___ Given records
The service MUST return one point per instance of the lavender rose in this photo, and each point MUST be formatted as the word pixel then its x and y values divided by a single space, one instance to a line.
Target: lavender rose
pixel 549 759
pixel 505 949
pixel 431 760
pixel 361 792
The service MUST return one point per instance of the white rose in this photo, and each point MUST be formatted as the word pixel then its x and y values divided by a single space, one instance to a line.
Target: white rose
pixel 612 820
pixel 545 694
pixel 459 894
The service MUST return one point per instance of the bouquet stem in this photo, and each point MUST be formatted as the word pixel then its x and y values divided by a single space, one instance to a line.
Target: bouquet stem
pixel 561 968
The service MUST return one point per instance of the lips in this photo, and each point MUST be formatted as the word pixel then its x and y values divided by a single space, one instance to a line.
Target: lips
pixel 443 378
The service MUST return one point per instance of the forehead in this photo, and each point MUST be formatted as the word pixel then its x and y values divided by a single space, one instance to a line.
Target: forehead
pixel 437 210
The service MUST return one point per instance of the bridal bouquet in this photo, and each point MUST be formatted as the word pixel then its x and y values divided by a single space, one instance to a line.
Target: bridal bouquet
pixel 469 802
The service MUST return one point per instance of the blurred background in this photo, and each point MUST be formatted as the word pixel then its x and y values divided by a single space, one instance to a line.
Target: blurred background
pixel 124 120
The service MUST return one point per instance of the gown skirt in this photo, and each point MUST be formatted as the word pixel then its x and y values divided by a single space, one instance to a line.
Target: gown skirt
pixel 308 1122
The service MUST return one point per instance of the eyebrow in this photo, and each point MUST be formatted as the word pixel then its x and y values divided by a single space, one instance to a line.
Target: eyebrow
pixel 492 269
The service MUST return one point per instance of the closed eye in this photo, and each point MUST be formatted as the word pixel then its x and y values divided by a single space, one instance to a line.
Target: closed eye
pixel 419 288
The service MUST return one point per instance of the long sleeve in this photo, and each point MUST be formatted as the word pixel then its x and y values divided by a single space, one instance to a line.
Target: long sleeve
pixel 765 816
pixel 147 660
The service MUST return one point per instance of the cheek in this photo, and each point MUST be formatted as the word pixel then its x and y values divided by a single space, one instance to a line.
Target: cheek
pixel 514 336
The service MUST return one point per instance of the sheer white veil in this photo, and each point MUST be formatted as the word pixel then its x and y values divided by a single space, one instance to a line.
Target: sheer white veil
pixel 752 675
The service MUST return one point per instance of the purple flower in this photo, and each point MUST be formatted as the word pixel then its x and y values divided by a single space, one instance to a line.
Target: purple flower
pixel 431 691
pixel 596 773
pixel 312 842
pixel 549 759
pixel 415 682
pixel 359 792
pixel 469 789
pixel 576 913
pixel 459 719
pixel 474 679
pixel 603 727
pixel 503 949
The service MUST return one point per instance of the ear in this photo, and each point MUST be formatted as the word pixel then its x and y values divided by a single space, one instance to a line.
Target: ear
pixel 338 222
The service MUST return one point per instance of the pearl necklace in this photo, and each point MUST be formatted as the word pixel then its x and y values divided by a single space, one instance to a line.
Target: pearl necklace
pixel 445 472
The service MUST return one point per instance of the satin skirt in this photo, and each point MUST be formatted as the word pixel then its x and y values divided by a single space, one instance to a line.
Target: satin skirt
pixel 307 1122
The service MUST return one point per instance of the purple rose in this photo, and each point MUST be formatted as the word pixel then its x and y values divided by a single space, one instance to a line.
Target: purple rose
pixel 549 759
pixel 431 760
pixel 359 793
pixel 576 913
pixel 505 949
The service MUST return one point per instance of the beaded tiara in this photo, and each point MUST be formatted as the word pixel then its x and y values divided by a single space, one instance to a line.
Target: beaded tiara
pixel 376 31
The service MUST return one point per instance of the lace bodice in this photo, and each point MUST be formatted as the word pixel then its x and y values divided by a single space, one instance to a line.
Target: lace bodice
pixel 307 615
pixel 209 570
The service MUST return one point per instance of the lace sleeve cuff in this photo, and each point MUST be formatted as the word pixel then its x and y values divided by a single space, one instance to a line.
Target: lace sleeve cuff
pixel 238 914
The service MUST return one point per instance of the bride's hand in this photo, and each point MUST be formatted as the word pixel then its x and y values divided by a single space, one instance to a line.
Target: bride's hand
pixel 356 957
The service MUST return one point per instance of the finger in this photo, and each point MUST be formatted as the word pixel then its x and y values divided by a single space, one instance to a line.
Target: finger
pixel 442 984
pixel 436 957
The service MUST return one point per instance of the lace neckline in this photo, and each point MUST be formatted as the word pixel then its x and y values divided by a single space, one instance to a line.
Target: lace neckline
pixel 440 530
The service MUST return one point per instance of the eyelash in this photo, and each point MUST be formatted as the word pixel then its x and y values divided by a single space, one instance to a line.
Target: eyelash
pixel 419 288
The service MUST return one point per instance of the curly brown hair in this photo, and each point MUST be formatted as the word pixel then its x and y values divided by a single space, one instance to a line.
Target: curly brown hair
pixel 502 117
______
▶ _Task brief_:
The response should consist of all the entries, set down exactly.

▶ _Response to the task_:
The service MUST return one point per instance of the lavender rose in this photo, and each point MUST be formatted as the word pixel then its x and y values divided by a single space, one instance to a line.
Target: lavender rose
pixel 549 759
pixel 505 949
pixel 431 760
pixel 361 792
The service MUST return one point per instance of the white rose in this photo, and each point MUST be formatted as the word pixel then its x and y values divided by a single space, one instance to a line.
Target: white rose
pixel 612 820
pixel 545 694
pixel 459 894
The service MUST return one point per instance of the bouquet stem in this photo, and each point MUST be formatted as the word pixel then its x and y values divided by a single space, one instance to a line.
Target: bouquet stem
pixel 561 968
The service MUST return one point per instance of the lips in this photo, and each point MUST be formatted as the word pixel then its x and y values divided by a single space, one instance to a line.
Target: lips
pixel 443 378
The service MUST return one point per instance of the forehead in this photo, and each point MUST be formatted as the word pixel then its x and y values divided by a single space, one instance to a line.
Target: forehead
pixel 437 210
The service MUST return one point per instance of the bridal bouquet in this photo, and each point MUST be formatted as the word pixel then its x and y values divided by a single space, one instance to a line.
Target: bridal bouquet
pixel 469 802
The service MUST return one point per instance of the blurred background in this photo, and each point MUST be formatted as the word pixel then its x and y values divided by a single space, one instance to a line.
Target: blurred background
pixel 124 120
The service MUST return one point per instance of the gown skirt in this photo, and each point MUST be formatted as the word pixel then its x and y values divided by a single space, one instance to a line.
Target: gown skirt
pixel 308 1122
The service MUST return one point per instance of the eyebrow in this photo, and each point MUST be formatted as the word pixel then its x and y values divided by a single space, one instance to a line.
Target: eyebrow
pixel 492 269
The service MUST return one point per instance of the closed eye in this photo, and each point MUST be formatted as the word pixel then its x and y values divided by a single space, one instance to a line.
Target: closed eye
pixel 419 288
The service MUST return one point per instance of the long sleeve in this photo, and each point MUST be formatted as the word pixel then its x and y values divided by a single space, one instance to a line.
Target: long sleeve
pixel 765 816
pixel 147 660
The service MUST return one point per instance of the cheek in this photo, and each point MUST be formatted as the word pixel then its x and y values divided by a single space, one instance to a line.
Target: cheek
pixel 514 336
The service MUST return one point per instance of the sheer white veil in this photo, and each point MUST be formatted as the word pixel then its x and y values divided by a single space, one instance to a line.
Target: sheer white veil
pixel 752 675
The service MUST return one point per instance of the purple flower in this photo, and each point MUST be formatted as the word pixel then its x and y values divided by a single space, one instance to a line.
Target: purple flower
pixel 431 691
pixel 596 773
pixel 312 842
pixel 549 759
pixel 415 682
pixel 359 792
pixel 469 789
pixel 576 913
pixel 459 719
pixel 474 679
pixel 603 727
pixel 503 949
The service MUST return one point per instance of the ear in this photo, and each point MUST be formatted as the word pixel then its x and y values divided by a single space, one instance to a line.
Target: ear
pixel 338 222
The service MUST return one point per instance of the pearl necklace in this photo, and each point MUST be formatted as the word pixel then its x and y values divided by a single space, one instance to a line.
Target: pearl necklace
pixel 445 472
The service MUST return one point per instance of the satin skirt in this photo, and each point MUST be formatted as the word pixel then its x and y values divided by a single space, one instance to a line.
Target: satin skirt
pixel 307 1122
The service MUST return one point per instance of the purple rose in this photo, and each point MUST be formatted as the word pixel then its x and y values divided by a single space, one instance to a line.
Target: purple rose
pixel 549 759
pixel 431 760
pixel 359 793
pixel 576 913
pixel 505 949
The service MUST return one point per instance of the beaded tiara in this photo, and each point MUST be formatted as the word pixel then its x and y values divided by a single space, one instance to a line.
Target: beaded tiara
pixel 376 31
The service MUST return one point per instance of the lace bodice in this photo, and each point MUST be formatted as the word pixel then its x and y values divided by a single space, one instance to a line.
Target: lace bodice
pixel 307 615
pixel 209 570
The service MUST return one point per instance of the lace sleeve cuff in this photo, and each point MUST be formatted as the word pixel then its x and y values divided by a single space, one instance to a line.
Target: lace sleeve cuff
pixel 238 914
The service MUST return one point per instance of the bride's hand in this photo, and each point MUST be formatted as the word pixel then its x and y values divided by a single space, one instance to a line.
Target: bride's hand
pixel 356 957
The service MUST return one point per instance of the finger in this photo, and each point MUST be formatted as the word pixel then its x and y values divided by a single space, one instance to a line.
Target: finger
pixel 442 984
pixel 436 957
The service MUST return one point per instance of the lace neckline in this photo, and each point MUST be formatted as the word pixel then its x and y values divided by a single space, one instance to a line.
Target: lace neckline
pixel 440 530
The service MUST return one point per instance of the eyelash in this photo, and each point MUST be formatted as the word pixel then its x and y values divided by a single space, one instance to a line.
Target: eyelash
pixel 419 288
The service MUST return one point per instance of the curly brown hair in this photo, and each point MUST be formatted as the word pixel then its x and y values divided by a single space, one instance to a line.
Target: curly brown hair
pixel 502 117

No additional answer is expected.